Data shown:
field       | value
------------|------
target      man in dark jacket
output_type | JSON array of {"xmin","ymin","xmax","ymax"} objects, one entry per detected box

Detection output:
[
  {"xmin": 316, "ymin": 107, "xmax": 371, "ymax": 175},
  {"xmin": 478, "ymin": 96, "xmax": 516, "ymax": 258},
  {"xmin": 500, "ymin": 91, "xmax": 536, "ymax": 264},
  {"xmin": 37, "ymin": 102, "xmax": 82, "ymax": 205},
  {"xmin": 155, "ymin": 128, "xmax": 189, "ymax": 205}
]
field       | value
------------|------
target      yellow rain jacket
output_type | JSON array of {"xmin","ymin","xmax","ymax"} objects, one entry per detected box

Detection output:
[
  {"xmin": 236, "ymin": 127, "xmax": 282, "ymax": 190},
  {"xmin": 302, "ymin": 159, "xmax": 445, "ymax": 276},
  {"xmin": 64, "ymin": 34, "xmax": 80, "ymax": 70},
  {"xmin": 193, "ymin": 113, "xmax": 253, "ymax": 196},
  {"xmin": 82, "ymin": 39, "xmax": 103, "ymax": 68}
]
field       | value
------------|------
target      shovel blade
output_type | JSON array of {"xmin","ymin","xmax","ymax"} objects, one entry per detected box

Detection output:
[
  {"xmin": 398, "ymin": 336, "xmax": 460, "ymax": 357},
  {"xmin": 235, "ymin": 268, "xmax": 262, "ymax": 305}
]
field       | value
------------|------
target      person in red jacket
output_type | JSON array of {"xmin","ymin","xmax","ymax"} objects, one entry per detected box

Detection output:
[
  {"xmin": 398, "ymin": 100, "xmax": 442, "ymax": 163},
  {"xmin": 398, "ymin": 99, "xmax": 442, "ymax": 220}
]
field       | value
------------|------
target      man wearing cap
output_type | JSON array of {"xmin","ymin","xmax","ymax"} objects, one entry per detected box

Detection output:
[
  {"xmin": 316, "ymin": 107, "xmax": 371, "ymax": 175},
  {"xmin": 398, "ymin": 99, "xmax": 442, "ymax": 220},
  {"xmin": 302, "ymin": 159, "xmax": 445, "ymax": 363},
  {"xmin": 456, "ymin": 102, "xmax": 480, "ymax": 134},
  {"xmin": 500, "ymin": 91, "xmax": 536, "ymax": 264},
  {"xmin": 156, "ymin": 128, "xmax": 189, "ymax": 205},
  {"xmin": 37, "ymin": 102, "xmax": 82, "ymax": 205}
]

Written exercise: Collect every line of the listing above that contains the string "jacket", and copy each one out.

Answer to the task:
target      man in dark jacket
target      yellow rain jacket
target      person in red jacket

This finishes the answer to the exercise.